• [What the task asks]: In the lines below, the string "sheep" may appear; say how many lines hold it and give nothing more.

• [Extracted data]:
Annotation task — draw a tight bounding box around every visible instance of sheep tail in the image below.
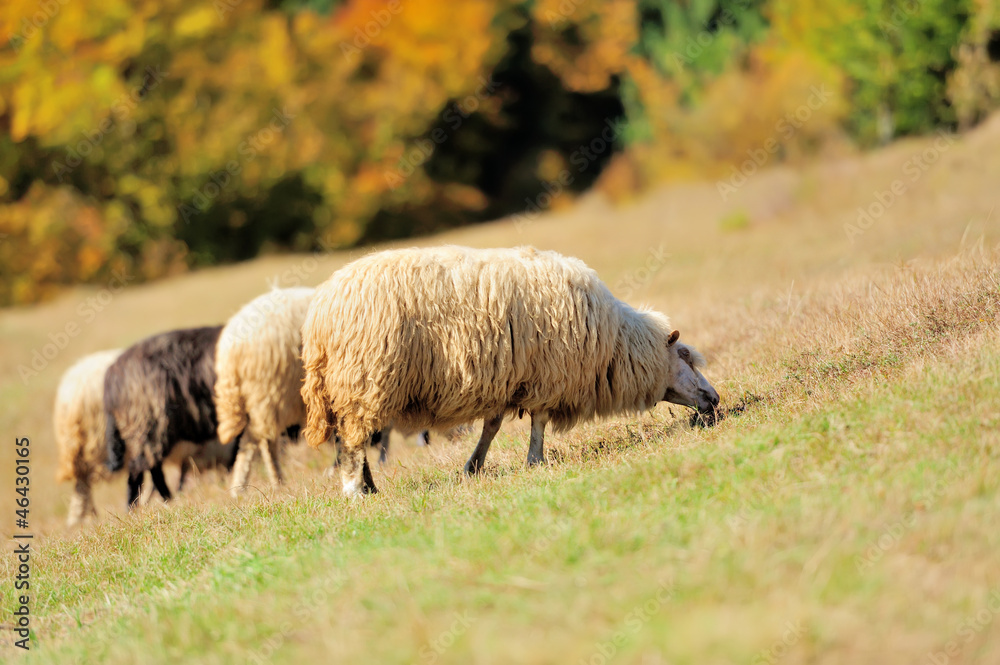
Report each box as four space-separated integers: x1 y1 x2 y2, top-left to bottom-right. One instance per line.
301 350 333 449
105 412 126 473
214 357 247 445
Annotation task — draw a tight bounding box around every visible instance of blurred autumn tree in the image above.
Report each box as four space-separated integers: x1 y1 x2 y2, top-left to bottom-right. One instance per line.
0 0 996 305
769 0 971 145
0 0 524 303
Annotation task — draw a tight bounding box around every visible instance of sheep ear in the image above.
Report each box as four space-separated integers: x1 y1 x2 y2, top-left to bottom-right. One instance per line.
667 330 680 346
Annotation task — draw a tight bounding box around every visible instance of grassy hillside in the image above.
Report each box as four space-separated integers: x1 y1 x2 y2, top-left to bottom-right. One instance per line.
2 115 1000 662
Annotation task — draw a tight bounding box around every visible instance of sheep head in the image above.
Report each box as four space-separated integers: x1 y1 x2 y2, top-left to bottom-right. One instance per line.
662 330 720 420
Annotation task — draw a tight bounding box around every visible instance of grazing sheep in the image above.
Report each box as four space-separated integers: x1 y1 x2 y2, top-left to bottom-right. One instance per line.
55 349 122 525
56 349 233 525
214 287 315 495
301 246 720 496
105 326 224 508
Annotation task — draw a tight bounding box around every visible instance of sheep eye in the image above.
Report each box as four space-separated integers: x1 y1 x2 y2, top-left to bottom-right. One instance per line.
678 347 690 361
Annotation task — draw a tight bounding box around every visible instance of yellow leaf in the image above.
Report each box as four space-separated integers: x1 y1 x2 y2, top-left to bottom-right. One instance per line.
174 6 217 40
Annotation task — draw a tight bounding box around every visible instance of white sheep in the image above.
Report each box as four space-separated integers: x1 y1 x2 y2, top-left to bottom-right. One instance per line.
55 349 122 525
301 245 720 496
215 286 315 495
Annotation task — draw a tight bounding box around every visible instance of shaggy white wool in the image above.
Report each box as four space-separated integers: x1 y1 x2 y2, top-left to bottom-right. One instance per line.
301 246 682 449
216 287 315 445
54 349 122 525
55 349 122 485
215 286 315 491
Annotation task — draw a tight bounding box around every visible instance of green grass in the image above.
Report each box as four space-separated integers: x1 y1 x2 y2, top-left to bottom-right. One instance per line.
6 333 1000 664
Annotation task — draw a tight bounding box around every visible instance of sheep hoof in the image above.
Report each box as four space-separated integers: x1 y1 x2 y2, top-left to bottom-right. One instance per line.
343 477 377 498
463 460 482 476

• [Response to this task]: 7